> **Assignment**
Output every record below exactly as it appears.
>>>>>
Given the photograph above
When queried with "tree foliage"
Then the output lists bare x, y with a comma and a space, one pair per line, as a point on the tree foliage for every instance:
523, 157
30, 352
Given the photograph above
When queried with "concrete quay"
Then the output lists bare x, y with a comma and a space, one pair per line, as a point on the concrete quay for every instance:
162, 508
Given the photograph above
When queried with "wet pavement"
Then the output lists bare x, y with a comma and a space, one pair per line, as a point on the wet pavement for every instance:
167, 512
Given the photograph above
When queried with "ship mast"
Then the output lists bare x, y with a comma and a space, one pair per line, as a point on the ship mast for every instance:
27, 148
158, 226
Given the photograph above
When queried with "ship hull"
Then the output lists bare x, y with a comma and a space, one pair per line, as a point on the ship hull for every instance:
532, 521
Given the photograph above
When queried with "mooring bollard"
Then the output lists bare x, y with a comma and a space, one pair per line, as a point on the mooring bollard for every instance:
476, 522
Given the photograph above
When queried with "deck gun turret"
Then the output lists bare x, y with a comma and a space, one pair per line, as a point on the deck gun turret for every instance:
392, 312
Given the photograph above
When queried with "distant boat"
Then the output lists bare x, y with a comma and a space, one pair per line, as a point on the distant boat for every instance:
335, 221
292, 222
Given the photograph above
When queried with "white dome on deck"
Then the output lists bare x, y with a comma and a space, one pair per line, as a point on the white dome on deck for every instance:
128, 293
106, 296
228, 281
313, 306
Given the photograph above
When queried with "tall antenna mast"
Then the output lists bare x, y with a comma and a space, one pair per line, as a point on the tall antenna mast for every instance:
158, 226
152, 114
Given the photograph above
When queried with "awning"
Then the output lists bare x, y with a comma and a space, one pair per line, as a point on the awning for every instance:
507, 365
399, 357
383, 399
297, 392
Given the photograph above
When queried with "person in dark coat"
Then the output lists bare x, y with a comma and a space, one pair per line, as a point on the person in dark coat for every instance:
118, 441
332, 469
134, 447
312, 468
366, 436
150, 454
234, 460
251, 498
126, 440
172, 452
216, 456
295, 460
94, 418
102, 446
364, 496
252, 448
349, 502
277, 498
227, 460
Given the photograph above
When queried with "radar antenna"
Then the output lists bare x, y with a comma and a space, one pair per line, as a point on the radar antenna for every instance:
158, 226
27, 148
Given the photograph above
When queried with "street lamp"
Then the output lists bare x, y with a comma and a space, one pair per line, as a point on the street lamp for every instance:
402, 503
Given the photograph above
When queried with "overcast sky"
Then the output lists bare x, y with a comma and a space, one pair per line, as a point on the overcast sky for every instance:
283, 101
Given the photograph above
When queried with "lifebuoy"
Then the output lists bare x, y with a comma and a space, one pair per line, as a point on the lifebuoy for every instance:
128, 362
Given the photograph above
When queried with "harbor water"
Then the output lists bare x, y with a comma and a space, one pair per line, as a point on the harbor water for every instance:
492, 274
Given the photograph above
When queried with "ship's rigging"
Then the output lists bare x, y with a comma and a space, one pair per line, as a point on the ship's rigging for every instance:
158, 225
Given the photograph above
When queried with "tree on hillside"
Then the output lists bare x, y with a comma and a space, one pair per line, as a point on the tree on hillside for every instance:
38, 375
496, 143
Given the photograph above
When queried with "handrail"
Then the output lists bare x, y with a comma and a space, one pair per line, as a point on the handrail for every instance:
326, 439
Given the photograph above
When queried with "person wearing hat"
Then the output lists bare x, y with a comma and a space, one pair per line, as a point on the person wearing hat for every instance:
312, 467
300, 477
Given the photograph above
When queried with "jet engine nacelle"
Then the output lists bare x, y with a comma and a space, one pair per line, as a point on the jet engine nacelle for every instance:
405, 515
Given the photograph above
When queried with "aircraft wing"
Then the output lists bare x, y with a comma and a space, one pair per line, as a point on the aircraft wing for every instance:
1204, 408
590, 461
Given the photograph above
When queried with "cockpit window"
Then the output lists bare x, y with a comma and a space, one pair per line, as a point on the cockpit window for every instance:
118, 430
<<<<<
> **Solved exercise**
Given the photograph above
When queried with "tree foliage"
Then the output lists bare x, y with a comma and a space, one pair per line, as a point on the tree foliage for every instance:
523, 157
30, 352
Given the photograph above
When queried with "concrete quay"
Then the output lists bare x, y with a comma and a space, one pair per line, as a point on the concrete quay for every instance:
162, 508
Given the photograph above
When queried with "wet pavement"
Then the output lists bare x, y with a comma and a space, one pair per line, as a point on the wet pavement for every instance:
167, 512
Given the photograph above
When queried with "ship mast"
Then the output lists bare x, y with a comma and a space, one pair per line, as a point on the ship mast for every instance:
27, 148
158, 226
Given the photograph above
When queried with "ship hull"
Then the output lists bare x, y with a comma and a space, one pair per line, as a point on the ship hull for every instance:
532, 521
Given the photograph above
When queried with "mooring bollard"
Then the output lists bare x, y with a comma and a space, one pair per line, as a point on the mooring bollard for every instance:
476, 522
Given the photograph above
When queried with "deck gun turret"
Then the output lists bare x, y with a comma and a space, one pair per line, as a point on the deck gun turret for every instance:
392, 312
Given the photograph above
When queried with "distant boat"
Then the output lists bare x, y with a comma and a space, one pair per line, as a point on the distant boat for every instance:
335, 221
292, 222
Given the photograph above
When queried with "white dome on deck"
Then the output lists bare x, y with a comma and a space, one pair per line, as a point on the white dome on deck for every instance:
128, 293
106, 296
228, 281
313, 306
Given the photograph above
When queried with "tall antenna mast"
Then the output lists bare x, y with a comma and a space, one pair per line, as a point on the tall antenna mast for every instance:
158, 226
152, 114
Given the photograph above
When queried with "awning"
Then the output lists bare x, y with a comma and a space, one pair per line, as a point on the awning for every instance:
507, 365
399, 357
383, 399
297, 392
Given the photograph above
When queried with "person in dark coat"
Then the output lists bare x, y with a comma and a space, one pair per line, as a point on the person in dark coat for every instance:
118, 441
332, 469
134, 447
312, 468
366, 436
150, 454
234, 460
251, 498
126, 440
172, 452
216, 456
295, 460
94, 418
102, 446
364, 496
252, 448
349, 502
277, 498
227, 460
Given the photograph above
When queried with "radar antenna"
Then the output lists bare x, y with a comma and a space, one pair per line, as a point on the radar antenna for every instance:
158, 226
27, 148
Given the photograph above
When queried with "street lamp"
Then the output lists bare x, y with a comma and a space, one pair per line, as a point on the street lamp for every instance:
402, 503
Given the photograph above
When queried with "overcast sky"
Then the output lists bare x, y with a comma and a space, one pair per line, as a point on the overcast sky for every instance:
283, 101
Given the photograph above
When queried with "lifebuoy"
Then the output lists bare x, y with a comma and a space, one pair per line, as a point on the lifebuoy for every instance:
128, 362
Given the photograph above
When queried with "harbor water"
Then the output lists bare x, y with a comma and a space, one pair per line, as a point on the harbor water for every instance:
492, 274
Given the photograph above
When queried with "ship's rigging"
Then the output lists bare x, y with a comma and a space, one pair per line, as a point on the ship's rigging for every instance:
158, 225
Given the photograph above
When queried with "tree on hillside"
Then the output lists bare x, y with a comma and a space, one pair per line, as a point on the tree on hillside for every instance:
38, 375
496, 143
Given the photograph above
When queried with "handrail"
Then the output lists bare x, y with a comma and a space, one pair per line, as a point on the handrail for every instance:
326, 439
Given the photograph above
When queried with "person wearing hat"
Then the output lists bare x, y with a comma and a space, one pair per line, as a point on the person wearing hat for every instance:
312, 467
300, 477
Given the photograph above
When queried with "jet engine nacelle"
Then the output lists bare x, y with a comma and a space, one pair per line, as a point on the jet engine nacelle for every instance:
405, 515
Given the photograph above
When queried with "aircraft wing"
Then the output lists bare x, y with a comma and a space, one pair per line, as a point on the aircraft wing for every instance:
1204, 408
590, 461
Given the photograph above
When queried with "cockpit window"
Then the output lists bare x, y with a comma and a space, one pair per line, as a point on the cockpit window for every instance:
118, 430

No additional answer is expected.